◆ What is being asked ◆
Reproduce the records below word for word, starting at the line containing "Could you spot the water in" and continuing through the final line of the records.

[Entries drawn from a collection]
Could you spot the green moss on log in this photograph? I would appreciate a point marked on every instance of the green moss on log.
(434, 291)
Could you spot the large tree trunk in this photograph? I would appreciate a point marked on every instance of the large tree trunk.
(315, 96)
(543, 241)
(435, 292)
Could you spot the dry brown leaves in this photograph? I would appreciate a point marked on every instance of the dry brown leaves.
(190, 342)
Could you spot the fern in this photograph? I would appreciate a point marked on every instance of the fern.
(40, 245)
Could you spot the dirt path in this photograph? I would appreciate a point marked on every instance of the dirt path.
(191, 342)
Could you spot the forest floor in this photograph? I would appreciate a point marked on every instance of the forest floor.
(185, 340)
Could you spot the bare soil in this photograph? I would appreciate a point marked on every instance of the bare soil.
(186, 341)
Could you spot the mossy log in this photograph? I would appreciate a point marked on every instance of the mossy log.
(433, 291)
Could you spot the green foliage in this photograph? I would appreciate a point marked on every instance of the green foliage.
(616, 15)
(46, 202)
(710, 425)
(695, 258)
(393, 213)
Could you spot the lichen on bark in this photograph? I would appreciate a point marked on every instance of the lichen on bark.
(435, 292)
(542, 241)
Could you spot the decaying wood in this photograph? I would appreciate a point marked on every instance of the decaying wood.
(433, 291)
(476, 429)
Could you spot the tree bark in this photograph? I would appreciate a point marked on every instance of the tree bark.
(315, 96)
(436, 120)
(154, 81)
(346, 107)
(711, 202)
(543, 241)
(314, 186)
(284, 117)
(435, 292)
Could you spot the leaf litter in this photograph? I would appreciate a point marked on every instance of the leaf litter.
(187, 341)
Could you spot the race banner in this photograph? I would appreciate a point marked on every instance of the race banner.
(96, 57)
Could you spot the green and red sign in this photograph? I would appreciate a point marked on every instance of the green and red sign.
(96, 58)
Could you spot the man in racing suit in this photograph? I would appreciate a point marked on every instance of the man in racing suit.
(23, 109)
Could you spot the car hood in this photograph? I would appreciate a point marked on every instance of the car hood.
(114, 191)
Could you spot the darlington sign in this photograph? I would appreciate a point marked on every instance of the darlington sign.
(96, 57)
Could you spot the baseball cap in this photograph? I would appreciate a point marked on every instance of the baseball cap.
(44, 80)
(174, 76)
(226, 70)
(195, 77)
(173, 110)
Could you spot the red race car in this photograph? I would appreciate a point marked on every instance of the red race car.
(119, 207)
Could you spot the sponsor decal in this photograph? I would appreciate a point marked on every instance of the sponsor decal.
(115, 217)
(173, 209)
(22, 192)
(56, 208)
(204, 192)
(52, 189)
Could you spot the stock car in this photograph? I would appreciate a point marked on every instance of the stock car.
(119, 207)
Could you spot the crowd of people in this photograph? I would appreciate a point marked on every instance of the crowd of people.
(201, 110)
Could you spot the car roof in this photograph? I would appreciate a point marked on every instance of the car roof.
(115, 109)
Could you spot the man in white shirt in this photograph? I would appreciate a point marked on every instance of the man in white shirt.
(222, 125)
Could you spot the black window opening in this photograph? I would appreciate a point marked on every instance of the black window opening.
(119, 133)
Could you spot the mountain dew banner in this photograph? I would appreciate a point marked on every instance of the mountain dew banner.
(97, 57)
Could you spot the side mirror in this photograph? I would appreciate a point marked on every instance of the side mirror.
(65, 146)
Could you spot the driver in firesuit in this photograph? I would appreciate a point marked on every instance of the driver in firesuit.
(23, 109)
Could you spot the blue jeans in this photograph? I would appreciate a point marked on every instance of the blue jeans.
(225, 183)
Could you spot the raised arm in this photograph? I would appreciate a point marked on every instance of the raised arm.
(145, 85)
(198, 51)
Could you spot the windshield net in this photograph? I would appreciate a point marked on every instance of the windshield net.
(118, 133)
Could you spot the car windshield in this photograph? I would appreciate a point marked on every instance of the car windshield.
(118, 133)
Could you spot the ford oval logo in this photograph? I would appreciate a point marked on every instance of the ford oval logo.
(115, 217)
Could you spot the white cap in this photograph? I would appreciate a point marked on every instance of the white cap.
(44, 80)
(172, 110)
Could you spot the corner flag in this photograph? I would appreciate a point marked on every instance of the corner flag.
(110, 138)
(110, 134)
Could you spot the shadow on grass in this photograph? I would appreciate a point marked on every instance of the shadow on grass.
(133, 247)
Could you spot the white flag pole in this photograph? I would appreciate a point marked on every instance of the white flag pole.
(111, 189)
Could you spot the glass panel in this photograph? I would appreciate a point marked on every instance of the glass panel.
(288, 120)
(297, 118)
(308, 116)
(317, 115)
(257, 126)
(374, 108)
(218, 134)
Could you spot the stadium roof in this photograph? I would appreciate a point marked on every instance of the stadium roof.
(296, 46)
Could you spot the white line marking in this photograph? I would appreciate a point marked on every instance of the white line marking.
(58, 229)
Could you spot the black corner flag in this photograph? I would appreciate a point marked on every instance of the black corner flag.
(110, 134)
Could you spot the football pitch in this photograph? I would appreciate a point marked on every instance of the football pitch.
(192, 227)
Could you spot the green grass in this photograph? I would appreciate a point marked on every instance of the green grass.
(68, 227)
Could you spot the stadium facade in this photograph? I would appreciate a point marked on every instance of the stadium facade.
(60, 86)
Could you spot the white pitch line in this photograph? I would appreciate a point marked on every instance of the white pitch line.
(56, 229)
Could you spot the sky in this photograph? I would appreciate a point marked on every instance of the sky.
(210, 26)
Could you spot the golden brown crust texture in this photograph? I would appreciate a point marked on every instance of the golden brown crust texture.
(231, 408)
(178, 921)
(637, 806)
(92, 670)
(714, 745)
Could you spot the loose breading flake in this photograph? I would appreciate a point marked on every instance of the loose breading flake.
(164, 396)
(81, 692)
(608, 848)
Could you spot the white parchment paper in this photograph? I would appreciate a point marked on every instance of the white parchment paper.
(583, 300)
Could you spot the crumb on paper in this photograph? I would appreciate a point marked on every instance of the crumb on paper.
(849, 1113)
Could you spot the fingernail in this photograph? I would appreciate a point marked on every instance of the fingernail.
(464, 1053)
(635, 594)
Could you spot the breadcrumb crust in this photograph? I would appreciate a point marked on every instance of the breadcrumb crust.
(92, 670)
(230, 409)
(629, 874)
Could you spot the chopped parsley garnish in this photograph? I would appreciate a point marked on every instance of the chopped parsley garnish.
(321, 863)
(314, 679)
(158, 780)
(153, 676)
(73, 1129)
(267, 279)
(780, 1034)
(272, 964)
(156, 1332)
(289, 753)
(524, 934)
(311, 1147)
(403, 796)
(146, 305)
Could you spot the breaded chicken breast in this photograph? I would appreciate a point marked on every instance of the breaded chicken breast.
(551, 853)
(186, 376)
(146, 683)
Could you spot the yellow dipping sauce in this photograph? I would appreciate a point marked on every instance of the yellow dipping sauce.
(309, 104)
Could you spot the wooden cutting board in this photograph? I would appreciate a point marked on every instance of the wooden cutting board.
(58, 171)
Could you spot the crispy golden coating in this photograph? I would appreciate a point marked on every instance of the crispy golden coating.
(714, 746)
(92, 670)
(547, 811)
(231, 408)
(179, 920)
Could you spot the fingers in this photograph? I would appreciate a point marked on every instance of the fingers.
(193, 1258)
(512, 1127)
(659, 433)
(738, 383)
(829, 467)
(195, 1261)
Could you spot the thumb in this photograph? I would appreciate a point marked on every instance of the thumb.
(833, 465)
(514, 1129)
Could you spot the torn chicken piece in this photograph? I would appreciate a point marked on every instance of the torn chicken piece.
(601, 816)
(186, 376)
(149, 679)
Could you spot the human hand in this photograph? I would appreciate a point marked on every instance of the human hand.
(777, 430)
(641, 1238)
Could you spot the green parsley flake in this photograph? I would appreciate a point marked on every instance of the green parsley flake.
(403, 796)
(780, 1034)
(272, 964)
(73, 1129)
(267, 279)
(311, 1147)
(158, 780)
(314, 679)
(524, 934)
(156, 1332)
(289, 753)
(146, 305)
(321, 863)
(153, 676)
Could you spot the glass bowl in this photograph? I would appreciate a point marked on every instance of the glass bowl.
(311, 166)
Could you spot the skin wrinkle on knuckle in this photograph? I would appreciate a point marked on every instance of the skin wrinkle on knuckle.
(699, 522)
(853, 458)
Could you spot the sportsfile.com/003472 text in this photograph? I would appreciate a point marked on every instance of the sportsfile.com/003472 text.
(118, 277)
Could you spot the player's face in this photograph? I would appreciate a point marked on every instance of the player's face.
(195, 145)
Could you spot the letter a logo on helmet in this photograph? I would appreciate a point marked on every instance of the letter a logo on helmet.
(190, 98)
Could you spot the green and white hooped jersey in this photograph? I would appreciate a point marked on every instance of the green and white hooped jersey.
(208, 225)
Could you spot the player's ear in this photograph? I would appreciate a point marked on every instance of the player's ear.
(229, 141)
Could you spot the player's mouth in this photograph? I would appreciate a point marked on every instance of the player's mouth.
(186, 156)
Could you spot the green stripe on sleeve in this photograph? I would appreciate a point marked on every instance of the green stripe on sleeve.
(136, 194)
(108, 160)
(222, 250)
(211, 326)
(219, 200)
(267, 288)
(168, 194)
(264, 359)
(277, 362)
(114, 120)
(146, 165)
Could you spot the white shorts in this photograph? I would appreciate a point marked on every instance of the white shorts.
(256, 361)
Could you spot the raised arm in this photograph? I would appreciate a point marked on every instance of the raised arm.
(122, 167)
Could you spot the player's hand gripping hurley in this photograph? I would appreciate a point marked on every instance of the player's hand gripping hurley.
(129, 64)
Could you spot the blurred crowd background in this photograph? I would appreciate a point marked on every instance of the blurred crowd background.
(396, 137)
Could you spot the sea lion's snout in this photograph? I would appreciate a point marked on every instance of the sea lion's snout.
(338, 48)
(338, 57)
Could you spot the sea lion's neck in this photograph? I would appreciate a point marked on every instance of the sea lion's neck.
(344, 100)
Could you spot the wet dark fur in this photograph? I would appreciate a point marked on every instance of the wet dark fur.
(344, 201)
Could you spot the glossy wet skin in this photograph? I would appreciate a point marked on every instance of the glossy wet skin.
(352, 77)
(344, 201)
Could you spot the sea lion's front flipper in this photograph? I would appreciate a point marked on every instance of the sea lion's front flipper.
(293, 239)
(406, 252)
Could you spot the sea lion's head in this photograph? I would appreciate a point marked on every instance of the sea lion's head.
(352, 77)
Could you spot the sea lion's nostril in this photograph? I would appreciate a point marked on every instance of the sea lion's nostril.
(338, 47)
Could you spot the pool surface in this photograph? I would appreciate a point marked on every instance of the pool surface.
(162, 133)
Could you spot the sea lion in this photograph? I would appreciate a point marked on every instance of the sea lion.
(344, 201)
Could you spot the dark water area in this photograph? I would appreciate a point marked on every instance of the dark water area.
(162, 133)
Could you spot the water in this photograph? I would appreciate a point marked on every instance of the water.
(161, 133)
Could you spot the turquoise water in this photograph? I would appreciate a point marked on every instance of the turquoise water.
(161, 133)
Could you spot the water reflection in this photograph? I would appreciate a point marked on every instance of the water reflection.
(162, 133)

◆ The answer ◆
Could you spot the water in this photograph? I would appreciate a point marked on every instance of the water.
(161, 133)
Could you spot the turquoise water in this photograph? I would appreciate a point marked on every instance of the turquoise water.
(161, 133)
Could you spot the water reflection in this photograph? I would appreciate a point marked on every instance of the water reflection.
(162, 133)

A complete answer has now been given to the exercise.